Direction: Pick out and copy every line in the rows below that contains the string "trees". Only lines that match its case count.

::: Record extracts :::

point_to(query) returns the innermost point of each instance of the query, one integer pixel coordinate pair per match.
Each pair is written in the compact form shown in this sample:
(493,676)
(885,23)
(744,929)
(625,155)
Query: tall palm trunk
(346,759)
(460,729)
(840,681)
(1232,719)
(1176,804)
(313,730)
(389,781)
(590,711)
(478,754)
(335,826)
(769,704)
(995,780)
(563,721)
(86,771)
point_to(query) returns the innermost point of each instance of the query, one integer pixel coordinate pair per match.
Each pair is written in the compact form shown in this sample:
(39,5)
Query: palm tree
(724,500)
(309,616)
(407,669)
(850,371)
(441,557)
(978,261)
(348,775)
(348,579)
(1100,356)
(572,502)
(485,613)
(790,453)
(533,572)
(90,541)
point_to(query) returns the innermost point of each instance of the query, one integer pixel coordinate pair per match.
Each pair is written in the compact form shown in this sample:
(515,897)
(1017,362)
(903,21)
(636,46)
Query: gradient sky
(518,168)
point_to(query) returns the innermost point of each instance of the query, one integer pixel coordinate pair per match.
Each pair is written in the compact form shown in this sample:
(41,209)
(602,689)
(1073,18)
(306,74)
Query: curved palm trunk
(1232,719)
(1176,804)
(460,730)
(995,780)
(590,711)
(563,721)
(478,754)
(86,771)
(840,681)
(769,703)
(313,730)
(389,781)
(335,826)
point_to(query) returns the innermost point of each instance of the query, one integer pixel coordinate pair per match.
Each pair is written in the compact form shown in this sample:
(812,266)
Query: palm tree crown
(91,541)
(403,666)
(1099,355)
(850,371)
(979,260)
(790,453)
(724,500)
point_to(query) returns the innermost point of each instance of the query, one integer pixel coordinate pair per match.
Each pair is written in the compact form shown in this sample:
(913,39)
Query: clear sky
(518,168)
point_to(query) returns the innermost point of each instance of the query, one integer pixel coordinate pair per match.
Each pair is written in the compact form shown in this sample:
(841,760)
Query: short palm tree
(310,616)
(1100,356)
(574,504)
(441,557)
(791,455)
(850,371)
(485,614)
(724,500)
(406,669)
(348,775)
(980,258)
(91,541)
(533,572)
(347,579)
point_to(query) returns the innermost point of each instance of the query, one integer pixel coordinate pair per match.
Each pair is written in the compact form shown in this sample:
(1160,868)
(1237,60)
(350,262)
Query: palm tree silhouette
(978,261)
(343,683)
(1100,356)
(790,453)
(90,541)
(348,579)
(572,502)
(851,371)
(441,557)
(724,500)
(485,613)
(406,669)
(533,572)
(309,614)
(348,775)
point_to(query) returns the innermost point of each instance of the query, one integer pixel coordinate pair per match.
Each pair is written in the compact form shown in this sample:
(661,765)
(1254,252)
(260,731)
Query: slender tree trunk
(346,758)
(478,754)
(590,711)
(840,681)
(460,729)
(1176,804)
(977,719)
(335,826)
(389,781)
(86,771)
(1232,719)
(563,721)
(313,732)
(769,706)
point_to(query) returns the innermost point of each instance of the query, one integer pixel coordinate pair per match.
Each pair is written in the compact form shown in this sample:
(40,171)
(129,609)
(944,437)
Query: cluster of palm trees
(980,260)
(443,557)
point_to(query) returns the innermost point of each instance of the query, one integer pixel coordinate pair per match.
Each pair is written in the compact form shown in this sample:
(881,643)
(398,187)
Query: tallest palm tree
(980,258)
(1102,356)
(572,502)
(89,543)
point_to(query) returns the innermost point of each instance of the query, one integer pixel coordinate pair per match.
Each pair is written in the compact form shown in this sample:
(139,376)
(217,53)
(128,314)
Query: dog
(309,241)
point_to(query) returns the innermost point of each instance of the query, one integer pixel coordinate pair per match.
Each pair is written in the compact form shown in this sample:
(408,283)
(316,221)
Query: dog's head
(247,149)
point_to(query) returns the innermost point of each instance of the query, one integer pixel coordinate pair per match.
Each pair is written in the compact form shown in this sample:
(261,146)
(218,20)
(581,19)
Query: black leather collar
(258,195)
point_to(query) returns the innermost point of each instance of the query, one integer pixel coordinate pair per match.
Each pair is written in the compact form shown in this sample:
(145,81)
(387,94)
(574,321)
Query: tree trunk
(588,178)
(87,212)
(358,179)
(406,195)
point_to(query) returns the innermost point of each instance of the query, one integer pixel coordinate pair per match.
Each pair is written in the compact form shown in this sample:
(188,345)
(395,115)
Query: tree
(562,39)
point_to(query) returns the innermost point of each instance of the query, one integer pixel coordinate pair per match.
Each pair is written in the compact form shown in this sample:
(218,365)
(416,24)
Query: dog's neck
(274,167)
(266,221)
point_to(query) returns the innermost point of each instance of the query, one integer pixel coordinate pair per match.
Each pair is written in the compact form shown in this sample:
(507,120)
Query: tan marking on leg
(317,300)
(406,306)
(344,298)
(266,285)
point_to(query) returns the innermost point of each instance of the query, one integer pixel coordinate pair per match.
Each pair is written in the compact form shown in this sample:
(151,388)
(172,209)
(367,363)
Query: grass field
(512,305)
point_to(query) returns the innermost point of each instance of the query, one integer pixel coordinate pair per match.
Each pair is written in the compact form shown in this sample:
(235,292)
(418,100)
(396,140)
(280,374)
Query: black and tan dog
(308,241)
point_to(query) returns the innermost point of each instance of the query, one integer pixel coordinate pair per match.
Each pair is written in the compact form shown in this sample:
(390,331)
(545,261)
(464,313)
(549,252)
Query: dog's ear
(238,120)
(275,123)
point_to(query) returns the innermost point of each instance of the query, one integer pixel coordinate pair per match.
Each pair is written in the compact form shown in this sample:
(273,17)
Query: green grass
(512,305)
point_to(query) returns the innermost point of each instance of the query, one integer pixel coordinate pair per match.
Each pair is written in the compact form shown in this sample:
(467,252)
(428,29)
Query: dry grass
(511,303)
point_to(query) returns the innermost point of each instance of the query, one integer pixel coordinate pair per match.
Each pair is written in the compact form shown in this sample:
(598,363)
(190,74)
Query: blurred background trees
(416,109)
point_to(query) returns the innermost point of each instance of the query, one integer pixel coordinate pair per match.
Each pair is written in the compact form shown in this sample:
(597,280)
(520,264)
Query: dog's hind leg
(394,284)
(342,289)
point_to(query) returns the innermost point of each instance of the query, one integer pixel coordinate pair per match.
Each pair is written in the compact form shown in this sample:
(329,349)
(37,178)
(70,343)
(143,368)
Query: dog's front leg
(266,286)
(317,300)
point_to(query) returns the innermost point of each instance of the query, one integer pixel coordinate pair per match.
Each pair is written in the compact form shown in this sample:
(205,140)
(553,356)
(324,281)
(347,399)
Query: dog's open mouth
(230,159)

:::

Finished task:
Query: cluster of palm trees
Query: blurred background trees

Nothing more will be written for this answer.